++++ SUPPLIED RECORDS ++++

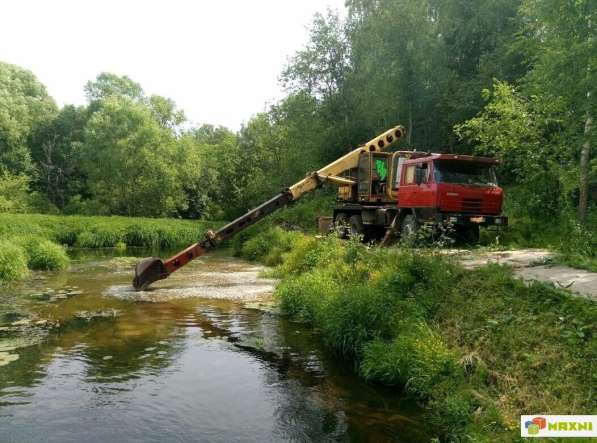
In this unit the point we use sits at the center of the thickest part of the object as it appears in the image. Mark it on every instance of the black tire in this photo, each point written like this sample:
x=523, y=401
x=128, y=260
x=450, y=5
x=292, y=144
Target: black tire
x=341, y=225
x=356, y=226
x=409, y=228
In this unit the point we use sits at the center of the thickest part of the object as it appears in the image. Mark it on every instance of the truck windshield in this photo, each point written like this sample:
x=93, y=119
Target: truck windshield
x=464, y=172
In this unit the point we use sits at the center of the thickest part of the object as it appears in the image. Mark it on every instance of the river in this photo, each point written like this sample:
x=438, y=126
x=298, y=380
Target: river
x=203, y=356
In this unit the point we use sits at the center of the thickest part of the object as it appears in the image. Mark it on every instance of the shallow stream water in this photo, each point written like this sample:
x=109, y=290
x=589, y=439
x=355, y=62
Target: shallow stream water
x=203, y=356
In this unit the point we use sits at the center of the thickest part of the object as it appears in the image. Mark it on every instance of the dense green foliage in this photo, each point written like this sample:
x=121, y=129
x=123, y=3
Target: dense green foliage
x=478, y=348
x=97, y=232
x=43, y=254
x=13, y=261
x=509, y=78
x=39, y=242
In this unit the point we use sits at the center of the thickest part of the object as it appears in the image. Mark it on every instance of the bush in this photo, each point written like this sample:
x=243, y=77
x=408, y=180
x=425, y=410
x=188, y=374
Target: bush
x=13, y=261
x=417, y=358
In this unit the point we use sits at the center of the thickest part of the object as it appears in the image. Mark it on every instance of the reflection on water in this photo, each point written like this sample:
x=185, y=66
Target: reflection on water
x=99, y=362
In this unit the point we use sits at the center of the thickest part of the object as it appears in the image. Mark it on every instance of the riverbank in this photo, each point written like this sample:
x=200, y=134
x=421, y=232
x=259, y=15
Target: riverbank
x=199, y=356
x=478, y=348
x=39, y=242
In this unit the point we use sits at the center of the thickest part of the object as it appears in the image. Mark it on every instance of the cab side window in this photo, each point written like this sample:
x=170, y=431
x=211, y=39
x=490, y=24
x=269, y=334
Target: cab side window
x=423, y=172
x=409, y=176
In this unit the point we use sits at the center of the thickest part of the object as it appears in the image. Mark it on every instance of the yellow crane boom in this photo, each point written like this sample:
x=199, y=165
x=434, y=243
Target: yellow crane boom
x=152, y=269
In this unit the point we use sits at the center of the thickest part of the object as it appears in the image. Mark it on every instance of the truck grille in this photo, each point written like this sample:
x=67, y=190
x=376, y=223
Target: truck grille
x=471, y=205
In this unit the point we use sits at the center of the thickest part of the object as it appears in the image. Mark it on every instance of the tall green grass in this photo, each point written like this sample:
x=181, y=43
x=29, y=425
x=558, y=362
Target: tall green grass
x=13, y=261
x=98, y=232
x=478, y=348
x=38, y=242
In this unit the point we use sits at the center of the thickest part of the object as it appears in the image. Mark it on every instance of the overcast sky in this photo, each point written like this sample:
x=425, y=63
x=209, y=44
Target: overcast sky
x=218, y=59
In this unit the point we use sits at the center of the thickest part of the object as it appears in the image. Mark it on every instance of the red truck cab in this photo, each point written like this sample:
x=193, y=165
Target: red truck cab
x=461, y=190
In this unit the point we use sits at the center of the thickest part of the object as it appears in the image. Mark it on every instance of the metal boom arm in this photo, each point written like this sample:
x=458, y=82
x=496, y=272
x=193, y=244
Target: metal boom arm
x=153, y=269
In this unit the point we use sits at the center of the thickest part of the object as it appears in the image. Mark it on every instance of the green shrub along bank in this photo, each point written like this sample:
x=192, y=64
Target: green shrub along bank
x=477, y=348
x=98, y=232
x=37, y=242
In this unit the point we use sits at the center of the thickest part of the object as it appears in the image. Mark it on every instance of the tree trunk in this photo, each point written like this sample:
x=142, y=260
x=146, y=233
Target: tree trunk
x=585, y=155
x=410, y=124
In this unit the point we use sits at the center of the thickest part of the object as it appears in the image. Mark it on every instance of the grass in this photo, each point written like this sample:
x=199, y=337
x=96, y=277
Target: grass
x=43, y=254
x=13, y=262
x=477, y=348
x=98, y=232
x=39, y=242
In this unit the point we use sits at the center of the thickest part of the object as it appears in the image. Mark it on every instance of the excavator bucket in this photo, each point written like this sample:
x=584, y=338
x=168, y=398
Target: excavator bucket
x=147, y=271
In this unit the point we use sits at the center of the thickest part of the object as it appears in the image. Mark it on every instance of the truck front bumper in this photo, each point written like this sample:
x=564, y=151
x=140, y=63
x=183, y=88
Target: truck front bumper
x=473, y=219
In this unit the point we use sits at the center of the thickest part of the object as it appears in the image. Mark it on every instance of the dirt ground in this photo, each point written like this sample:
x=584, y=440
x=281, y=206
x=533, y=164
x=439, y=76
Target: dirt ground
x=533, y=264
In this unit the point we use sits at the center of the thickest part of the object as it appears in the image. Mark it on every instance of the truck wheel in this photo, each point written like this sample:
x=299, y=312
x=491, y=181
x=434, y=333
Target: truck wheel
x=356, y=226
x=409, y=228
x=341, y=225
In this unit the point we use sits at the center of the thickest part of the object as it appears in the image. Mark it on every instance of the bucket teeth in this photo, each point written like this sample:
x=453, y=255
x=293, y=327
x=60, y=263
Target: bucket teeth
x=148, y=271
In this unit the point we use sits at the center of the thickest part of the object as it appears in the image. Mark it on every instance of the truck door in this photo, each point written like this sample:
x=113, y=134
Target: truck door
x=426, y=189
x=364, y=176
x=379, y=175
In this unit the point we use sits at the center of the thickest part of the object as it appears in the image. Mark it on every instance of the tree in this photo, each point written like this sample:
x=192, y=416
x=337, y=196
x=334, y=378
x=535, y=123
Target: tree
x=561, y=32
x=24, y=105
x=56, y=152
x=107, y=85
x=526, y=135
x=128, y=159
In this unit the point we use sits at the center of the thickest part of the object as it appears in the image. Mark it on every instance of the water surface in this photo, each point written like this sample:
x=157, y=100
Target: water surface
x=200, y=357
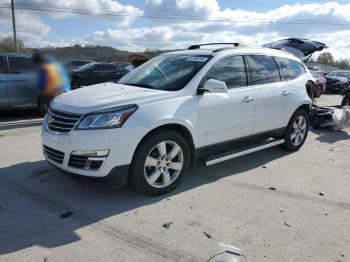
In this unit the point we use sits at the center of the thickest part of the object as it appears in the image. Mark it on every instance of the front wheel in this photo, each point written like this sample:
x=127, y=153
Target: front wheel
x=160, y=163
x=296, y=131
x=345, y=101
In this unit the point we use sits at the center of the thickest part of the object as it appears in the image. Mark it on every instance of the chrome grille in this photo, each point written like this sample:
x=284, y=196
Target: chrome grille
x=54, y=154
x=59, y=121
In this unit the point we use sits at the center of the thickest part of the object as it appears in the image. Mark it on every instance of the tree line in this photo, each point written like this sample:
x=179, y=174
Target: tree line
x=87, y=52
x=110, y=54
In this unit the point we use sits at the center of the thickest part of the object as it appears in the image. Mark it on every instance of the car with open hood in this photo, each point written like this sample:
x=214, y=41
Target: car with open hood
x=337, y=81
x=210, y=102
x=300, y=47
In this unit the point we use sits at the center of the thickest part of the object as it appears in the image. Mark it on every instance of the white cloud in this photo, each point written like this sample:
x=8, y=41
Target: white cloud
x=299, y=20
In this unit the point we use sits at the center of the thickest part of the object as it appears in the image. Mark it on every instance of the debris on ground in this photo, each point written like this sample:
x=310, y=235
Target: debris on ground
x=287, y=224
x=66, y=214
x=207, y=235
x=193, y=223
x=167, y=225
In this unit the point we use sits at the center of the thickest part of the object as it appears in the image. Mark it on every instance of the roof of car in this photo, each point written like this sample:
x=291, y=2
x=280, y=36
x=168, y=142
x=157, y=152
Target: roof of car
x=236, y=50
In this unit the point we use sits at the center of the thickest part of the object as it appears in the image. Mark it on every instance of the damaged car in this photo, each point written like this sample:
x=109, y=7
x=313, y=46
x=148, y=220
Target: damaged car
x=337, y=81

++++

WHAT NEEDS TO BE DONE:
Repeat word for word the lines above that run from the line containing "the truck grille" through the line containing "x=558, y=362", both ends included, and nothing else.

RESULT OF THE EXERCISE:
In this unit the point we use sits at the center of the thickest part of the object as it appears in the image. Mark it on every instance of the truck grille in this photo, each point written like this sample:
x=67, y=190
x=376, y=223
Target: truck grille
x=471, y=205
In this unit the point we use sits at the center of the thickest part of the object as it appears in the image. Mark it on every instance of the tall green grass in this photo, each point written like this sample:
x=181, y=43
x=29, y=425
x=558, y=362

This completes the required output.